** begin GIVEN PASSAGE **

3.11  –  domain-name

    The name of a domain created in a CREATE DOMAIN statement. For
    more information about domains, see the CREATE DOMAIN statement.

3.12  –  DEFAULT value-expr

    Specifies the default value of a parameter for a function or
    procedure defined with mode IN. If you omit this parameter or if
    the Call statement argument list or function invocation specifies
    the DEFAULT keyword, then the value-expr specified with this
    clause is used. The parameter uses NULL as the default if you do
    not specify a value expression explicitly.

3.13  –  FUNCTION function-name

    A user-supplied name that you give to a function in a module. The
    name you specify must be unique within the database definition.

3.14  –  IN parameter name

    Specifies the parameter modes used in the procedure. The IN
    parameter names the parameter that is read into the routine,
    however is never set and cannot be written to.

    The IN parameter is the only mode allowed for functions.

    Each parameter name must be unique within the routine.

** end GIVEN PASSAGE **

_REQUIRED TASK 1_. Locate every line in the records that contains the string "water" and copy those lines. Matching is case-sensitive.
The parameter reference and the records come from different sources.

** begin TASK MATERIAL **

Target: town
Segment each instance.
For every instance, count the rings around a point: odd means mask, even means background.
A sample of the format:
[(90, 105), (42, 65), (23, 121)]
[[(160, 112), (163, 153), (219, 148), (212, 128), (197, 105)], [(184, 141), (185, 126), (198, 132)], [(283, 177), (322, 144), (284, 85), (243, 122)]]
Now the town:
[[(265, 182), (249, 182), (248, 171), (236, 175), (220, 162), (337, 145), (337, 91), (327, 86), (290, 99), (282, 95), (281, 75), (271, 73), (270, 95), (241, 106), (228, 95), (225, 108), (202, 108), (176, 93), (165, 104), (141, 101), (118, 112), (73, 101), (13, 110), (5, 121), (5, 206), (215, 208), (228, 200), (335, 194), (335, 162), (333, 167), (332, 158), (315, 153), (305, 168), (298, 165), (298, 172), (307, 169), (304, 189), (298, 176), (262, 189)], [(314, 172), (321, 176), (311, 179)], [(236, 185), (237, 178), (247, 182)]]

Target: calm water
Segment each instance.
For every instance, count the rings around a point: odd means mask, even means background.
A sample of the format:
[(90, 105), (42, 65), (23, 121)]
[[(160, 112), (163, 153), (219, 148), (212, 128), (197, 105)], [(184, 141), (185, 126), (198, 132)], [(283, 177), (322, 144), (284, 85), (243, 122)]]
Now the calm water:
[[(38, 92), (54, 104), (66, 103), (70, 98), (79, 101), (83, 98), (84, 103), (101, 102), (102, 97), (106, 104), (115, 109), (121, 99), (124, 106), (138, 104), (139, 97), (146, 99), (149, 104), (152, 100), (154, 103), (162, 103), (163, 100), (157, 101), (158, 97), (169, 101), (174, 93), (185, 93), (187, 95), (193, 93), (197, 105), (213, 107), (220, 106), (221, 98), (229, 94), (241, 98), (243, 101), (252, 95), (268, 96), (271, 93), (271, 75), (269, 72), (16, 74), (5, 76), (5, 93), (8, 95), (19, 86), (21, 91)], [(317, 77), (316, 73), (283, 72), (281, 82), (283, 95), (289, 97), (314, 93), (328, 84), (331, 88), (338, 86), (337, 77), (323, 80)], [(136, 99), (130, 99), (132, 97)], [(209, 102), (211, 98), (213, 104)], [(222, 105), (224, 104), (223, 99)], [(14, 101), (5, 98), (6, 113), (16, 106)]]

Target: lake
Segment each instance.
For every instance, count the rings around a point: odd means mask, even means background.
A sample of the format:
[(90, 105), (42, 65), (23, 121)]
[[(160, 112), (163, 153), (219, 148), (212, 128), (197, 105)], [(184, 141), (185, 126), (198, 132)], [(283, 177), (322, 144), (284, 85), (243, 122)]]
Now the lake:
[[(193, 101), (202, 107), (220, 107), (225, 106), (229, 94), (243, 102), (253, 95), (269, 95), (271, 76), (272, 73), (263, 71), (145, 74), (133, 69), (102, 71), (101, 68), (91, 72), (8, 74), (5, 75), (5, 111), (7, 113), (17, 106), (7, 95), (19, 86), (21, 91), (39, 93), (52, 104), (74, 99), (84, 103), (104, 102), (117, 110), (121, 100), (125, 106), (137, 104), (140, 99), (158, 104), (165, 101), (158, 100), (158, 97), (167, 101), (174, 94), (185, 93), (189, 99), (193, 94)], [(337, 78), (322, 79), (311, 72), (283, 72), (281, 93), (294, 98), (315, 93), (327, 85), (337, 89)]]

** end TASK MATERIAL **

_REQUIRED TASK 2_. Write the next part of the parameter reference, starting right after its last sentence.

_EXERCISE OUTPUT 1_.
Target: calm water
Now the calm water:

_EXERCISE OUTPUT 2_.
3.15  –  INOUT parameter name

    Specifies the parameter modes used in the procedure. The INOUT
    parameter names a parameter that inputs data (is read) as well as
    receives data (is set). The INOUT parameter is a parameter that
    is modified.

    Each parameter name must be unique within the procedure.

    You cannot use the INOUT parameter mode for stored functions.

3.16  –  LANGUAGE_SQL

    The LANGUAGE keyword and the SQL argument signify that the
    procedures in a module are to be invoked by SQL statements, not a
    host language program.

    With unstored procedures, the LANGUAGE keyword specifies the name
    of a host language; this identifies the host language in which
    the program calling a module's procedures is written.

    Beginning with Oracle Rdb Release 7.1, this clause is optional.

3.17  –  module-name

    A user-supplied name that you assign to a module.

    See the User_Supplied_Names HELP topic for more information on
    user-supplied names.

3.18  –  OUT parameter name

    Specifies the parameter modes used in the procedure. The OUT
    parameter names the parameter into which data is being sent. The
    OUT parameter is set, but never read.

    Each parameter name must be unique within the procedure.

    You cannot use the OUT parameter mode for stored functions.

3.19  –  parameter-decl

    Specifies the parameters and parameter modes used in a stored or
    external routine.

3.20  –  PROCEDURE procedure-name

    A user-supplied name that you give to a procedure in a module.
    The name you specify must be unique within the database
    definition.

3.21  –  RETURNS result data type

    Specifies the data type or domain of the result of the function
    invocation. This clause is only valid when defining a function.
    You can only use the RETURNS clause when defining a function.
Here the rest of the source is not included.